Problem 1:
Copy, word for word, the part of the election passage starting with "Other analysts are" and going on through "to EBRP voters.".

Other analysts are welcome to pour over the local candidate elections, but the underlying rationale for some of the votes for those tend to involve an incredible amount of personal relationship minutiae, in some cases requiring one to know which candidates are being spurned by which business owners and/or pastors. I do this as a hobby, so getting up to date on all of that is not really worth it to me at this point. That’s why I’m focusing on the three parishwide propositions put forth to EBRP voters.

Pictorial Representation of Disabled Vet Homestead Exemption Vote

The proposition concerning doubling the homestead exemption for disabled vets passed in a landslide with 72% of the vote in EBRP. In fact, there were no precincts in EBRP in which it failed, although it came close in Southdowns (1-42A & 1-42B), College Town (1-69A & 1-69B), and portions of the Garden District adjacent to City Park (1-8 and 1-41A). That leaves us with the proposition elections for the Library Board of Control (LBC) and the Recreation and Parks Commission (BREC). While both propositions failed at the polls, the margin of victory was far smaller; the BREC proposition going down 48-52 and the LBC proposition failing 46-54. Because these propositions involved giving the three small cities of Baker, Zachary, and Central (BZC) in EBRP a greater voice than their populations warrant, it’s interesting to note who voted for and who voted against the propositions. Some of the results were expected, others less so.

Entries provided:
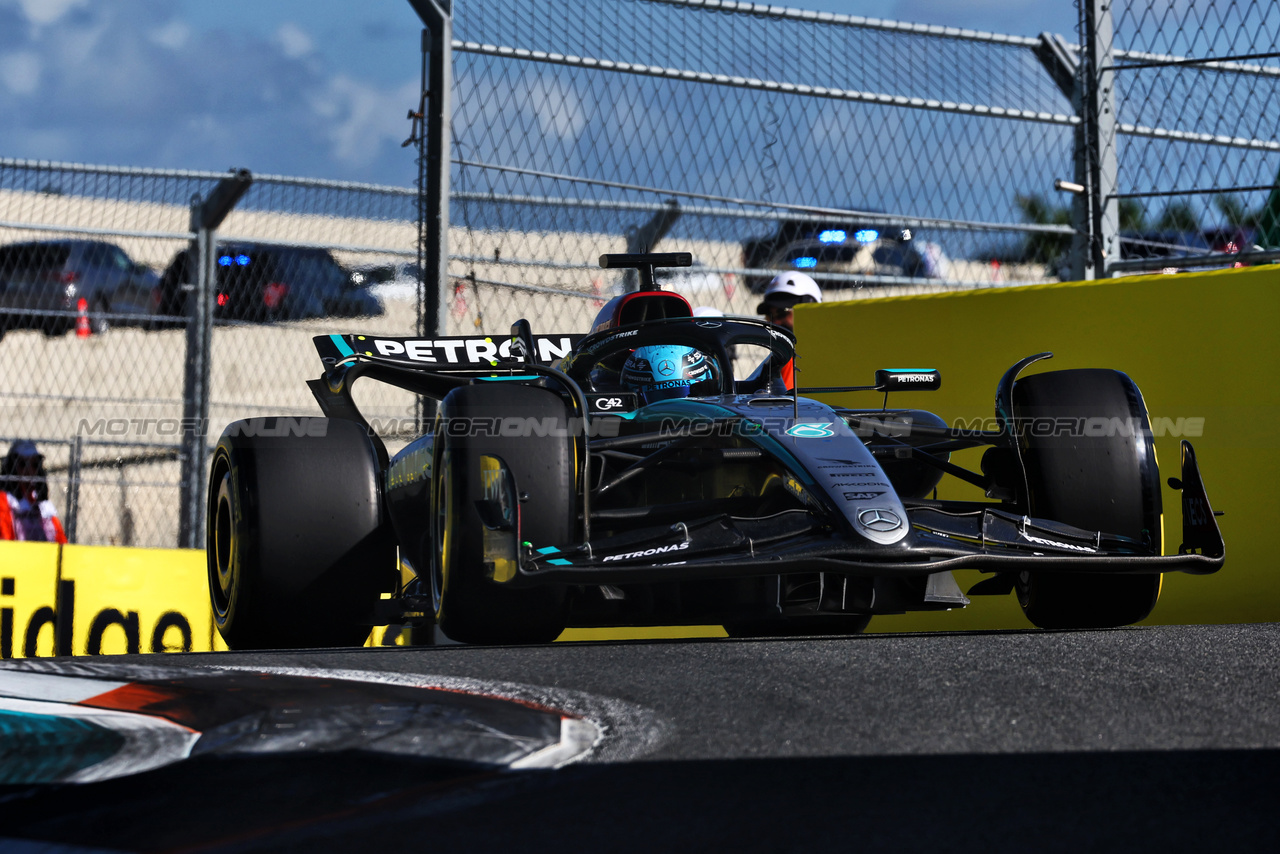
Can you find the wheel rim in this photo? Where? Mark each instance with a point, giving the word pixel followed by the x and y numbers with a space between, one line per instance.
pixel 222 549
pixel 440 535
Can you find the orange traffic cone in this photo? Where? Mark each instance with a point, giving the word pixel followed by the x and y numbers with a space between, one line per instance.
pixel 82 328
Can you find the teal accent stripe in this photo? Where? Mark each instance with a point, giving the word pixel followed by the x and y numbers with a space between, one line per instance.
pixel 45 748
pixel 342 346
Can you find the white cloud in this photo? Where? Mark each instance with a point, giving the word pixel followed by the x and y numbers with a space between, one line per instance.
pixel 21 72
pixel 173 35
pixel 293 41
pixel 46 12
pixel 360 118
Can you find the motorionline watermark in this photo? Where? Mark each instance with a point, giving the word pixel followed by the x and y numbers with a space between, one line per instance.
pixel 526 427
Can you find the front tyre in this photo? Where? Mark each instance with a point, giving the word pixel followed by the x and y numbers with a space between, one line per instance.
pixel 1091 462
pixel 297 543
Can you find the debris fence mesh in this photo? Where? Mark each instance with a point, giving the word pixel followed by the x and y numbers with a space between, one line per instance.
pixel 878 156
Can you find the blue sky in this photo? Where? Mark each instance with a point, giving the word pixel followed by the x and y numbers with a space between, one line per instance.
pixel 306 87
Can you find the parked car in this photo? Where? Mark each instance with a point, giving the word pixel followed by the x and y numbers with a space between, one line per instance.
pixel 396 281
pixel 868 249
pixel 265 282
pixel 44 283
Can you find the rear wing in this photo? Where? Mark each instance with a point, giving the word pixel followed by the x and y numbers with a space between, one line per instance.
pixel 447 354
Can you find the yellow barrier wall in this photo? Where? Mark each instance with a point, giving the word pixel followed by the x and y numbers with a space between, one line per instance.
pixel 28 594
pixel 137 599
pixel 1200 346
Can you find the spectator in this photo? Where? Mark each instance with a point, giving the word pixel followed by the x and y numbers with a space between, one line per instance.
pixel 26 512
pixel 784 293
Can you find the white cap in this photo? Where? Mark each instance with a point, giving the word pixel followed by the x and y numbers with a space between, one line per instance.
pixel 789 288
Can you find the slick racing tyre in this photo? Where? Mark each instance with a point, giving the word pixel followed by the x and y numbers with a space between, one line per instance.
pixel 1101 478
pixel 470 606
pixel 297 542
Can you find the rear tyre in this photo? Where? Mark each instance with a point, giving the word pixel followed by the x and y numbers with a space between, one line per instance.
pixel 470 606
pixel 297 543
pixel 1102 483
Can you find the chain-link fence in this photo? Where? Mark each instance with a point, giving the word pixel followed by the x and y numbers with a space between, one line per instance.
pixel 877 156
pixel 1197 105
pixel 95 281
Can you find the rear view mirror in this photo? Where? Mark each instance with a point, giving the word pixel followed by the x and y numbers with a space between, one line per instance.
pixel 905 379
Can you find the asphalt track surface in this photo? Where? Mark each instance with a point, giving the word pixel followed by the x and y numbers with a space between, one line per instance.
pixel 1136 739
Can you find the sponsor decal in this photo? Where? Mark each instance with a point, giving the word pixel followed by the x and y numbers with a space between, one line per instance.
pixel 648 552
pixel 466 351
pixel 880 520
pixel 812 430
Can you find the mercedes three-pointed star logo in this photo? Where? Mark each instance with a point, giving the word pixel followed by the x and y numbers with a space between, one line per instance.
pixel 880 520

Problem 2:
Set down word for word the lines of the records starting with the line with "Can you find the mercedes" and going on through the last line of the records.

Full output 1:
Other analysts are welcome to pour over the local candidate elections, but the underlying rationale for some of the votes for those tend to involve an incredible amount of personal relationship minutiae, in some cases requiring one to know which candidates are being spurned by which business owners and/or pastors. I do this as a hobby, so getting up to date on all of that is not really worth it to me at this point. That’s why I’m focusing on the three parishwide propositions put forth to EBRP voters.

Full output 2:
Can you find the mercedes three-pointed star logo in this photo? Where? Mark each instance with a point, giving the word pixel followed by the x and y numbers with a space between, one line per instance.
pixel 880 520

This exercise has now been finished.